• [THE PROBLEM] Every entry that follows should be repeated exactly; drop the images.

-- START OF GIVEN DATA --

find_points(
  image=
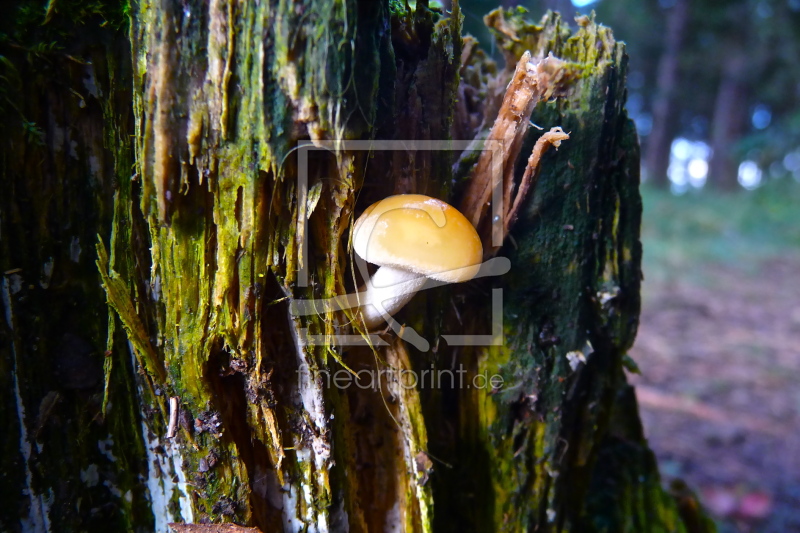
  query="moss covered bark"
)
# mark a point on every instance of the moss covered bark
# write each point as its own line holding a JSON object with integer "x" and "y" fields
{"x": 191, "y": 181}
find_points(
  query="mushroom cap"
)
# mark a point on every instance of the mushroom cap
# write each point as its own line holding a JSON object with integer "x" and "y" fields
{"x": 421, "y": 234}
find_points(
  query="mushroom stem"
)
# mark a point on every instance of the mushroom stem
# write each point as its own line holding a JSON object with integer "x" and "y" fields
{"x": 387, "y": 292}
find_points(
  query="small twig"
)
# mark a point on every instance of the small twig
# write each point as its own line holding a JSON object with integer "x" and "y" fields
{"x": 172, "y": 429}
{"x": 551, "y": 138}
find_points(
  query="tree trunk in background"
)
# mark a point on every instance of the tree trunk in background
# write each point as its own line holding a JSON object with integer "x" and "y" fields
{"x": 191, "y": 183}
{"x": 659, "y": 142}
{"x": 730, "y": 119}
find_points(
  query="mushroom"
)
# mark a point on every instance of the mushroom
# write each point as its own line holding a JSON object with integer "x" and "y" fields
{"x": 412, "y": 238}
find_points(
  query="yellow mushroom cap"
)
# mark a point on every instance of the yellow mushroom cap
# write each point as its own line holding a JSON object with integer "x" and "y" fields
{"x": 421, "y": 234}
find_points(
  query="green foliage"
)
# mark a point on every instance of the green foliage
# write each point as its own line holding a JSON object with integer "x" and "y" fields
{"x": 741, "y": 230}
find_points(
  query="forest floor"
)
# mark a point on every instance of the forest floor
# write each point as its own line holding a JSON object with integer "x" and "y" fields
{"x": 719, "y": 350}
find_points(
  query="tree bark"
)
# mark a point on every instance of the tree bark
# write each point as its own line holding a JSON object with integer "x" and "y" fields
{"x": 199, "y": 394}
{"x": 659, "y": 142}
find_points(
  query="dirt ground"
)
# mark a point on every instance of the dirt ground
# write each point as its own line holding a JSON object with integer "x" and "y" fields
{"x": 720, "y": 390}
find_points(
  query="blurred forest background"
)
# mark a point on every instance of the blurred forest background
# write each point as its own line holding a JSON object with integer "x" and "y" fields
{"x": 714, "y": 89}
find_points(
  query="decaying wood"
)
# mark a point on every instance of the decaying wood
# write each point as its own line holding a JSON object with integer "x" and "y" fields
{"x": 181, "y": 152}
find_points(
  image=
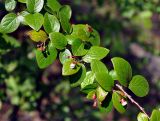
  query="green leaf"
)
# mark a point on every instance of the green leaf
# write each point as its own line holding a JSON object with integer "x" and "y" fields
{"x": 89, "y": 88}
{"x": 22, "y": 1}
{"x": 91, "y": 94}
{"x": 116, "y": 102}
{"x": 10, "y": 5}
{"x": 101, "y": 94}
{"x": 113, "y": 74}
{"x": 95, "y": 52}
{"x": 63, "y": 56}
{"x": 51, "y": 23}
{"x": 46, "y": 58}
{"x": 21, "y": 17}
{"x": 71, "y": 39}
{"x": 155, "y": 115}
{"x": 39, "y": 36}
{"x": 106, "y": 105}
{"x": 97, "y": 66}
{"x": 78, "y": 48}
{"x": 67, "y": 70}
{"x": 139, "y": 86}
{"x": 65, "y": 15}
{"x": 11, "y": 41}
{"x": 142, "y": 117}
{"x": 102, "y": 77}
{"x": 123, "y": 70}
{"x": 89, "y": 79}
{"x": 58, "y": 40}
{"x": 81, "y": 31}
{"x": 9, "y": 23}
{"x": 76, "y": 79}
{"x": 35, "y": 21}
{"x": 54, "y": 5}
{"x": 34, "y": 6}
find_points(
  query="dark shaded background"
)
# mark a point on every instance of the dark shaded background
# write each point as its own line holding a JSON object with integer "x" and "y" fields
{"x": 129, "y": 28}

-- END OF GIVEN DATA --

• [COMPLETE RESPONSE]
find_points(
  image=
  query="moss covered bark"
)
# mark a point on every instance of the moss covered bark
# write each point as its own line holding a JSON object with integer "x" and "y" fields
{"x": 191, "y": 181}
find_points(
  query="mushroom cap"
)
# mark a point on every instance of the mushroom cap
# write each point as its own line holding a JSON object with integer "x" and "y" fields
{"x": 421, "y": 234}
find_points(
  query="mushroom stem"
)
# mark a point on every instance of the mushroom stem
# write each point as its own line holding a JSON object with integer "x" and "y" fields
{"x": 387, "y": 292}
find_points(
  query="small twig"
)
# mark a point on every instance of the small twig
# write each point as its own line holding a JSON object with integer "x" and "y" fields
{"x": 172, "y": 429}
{"x": 551, "y": 138}
find_points(
  query="tree trunk in background"
)
# mark a point on every instance of the tree trunk in background
# write each point as its own line holding a JSON object with integer "x" and "y" fields
{"x": 191, "y": 183}
{"x": 659, "y": 142}
{"x": 730, "y": 119}
find_points(
  query="mushroom"
)
# mark a point on every instance of the mushroom
# write each point as its own line holding a JSON object with integer "x" and "y" fields
{"x": 412, "y": 238}
find_points(
  query="yellow mushroom cap"
)
# mark a point on every instance of the yellow mushroom cap
# write each point as its own line holding a JSON object with integer "x" and "y" fields
{"x": 421, "y": 234}
find_points(
  query="green foliage"
)
# mark a point on every instance of the green foliage
# write each point as its own line holding a JSON object with integer "x" and "y" fields
{"x": 741, "y": 230}
find_points(
  query="forest floor"
)
# mark a point on every instance of the forest floor
# write each point as its own line holding a JSON object with integer "x" and "y" fields
{"x": 719, "y": 350}
find_points(
  query="tree bark"
)
# mark a point on every instance of the tree bark
# write each point as its own line holding a JSON object with integer "x" and "y" fields
{"x": 199, "y": 394}
{"x": 659, "y": 142}
find_points(
  query="dirt ground"
)
# mark a point on every instance of the dirt ground
# write each point as its own line holding a JSON object with integer "x" and "y" fields
{"x": 720, "y": 390}
find_points(
  query="blurred forest background"
)
# mark a point on every instance of the blurred forest background
# write each point as its own line holding a JSON object with integer "x" and "y" fields
{"x": 714, "y": 89}
find_points(
  query="decaying wood"
)
# mark a point on every instance of the decaying wood
# write each point as its own line holding a JSON object with integer "x" and "y" fields
{"x": 181, "y": 152}
find_points(
  image=
  query="green leaf"
)
# mark a point on every instance of the green leaf
# write each point as its own line holding a JSON object with integer "x" and "y" fields
{"x": 89, "y": 88}
{"x": 22, "y": 1}
{"x": 91, "y": 94}
{"x": 116, "y": 102}
{"x": 10, "y": 5}
{"x": 101, "y": 94}
{"x": 113, "y": 74}
{"x": 95, "y": 52}
{"x": 63, "y": 56}
{"x": 51, "y": 23}
{"x": 46, "y": 58}
{"x": 21, "y": 17}
{"x": 71, "y": 39}
{"x": 155, "y": 115}
{"x": 39, "y": 36}
{"x": 106, "y": 105}
{"x": 97, "y": 66}
{"x": 78, "y": 48}
{"x": 67, "y": 70}
{"x": 139, "y": 86}
{"x": 65, "y": 15}
{"x": 11, "y": 41}
{"x": 142, "y": 117}
{"x": 102, "y": 77}
{"x": 123, "y": 70}
{"x": 89, "y": 79}
{"x": 58, "y": 40}
{"x": 81, "y": 31}
{"x": 9, "y": 23}
{"x": 76, "y": 79}
{"x": 35, "y": 21}
{"x": 54, "y": 5}
{"x": 34, "y": 6}
find_points(
  query="dark shaded background"
)
# mark a point on every instance of the dark shaded background
# write each point as its own line holding a JSON object with integer "x" and "y" fields
{"x": 129, "y": 28}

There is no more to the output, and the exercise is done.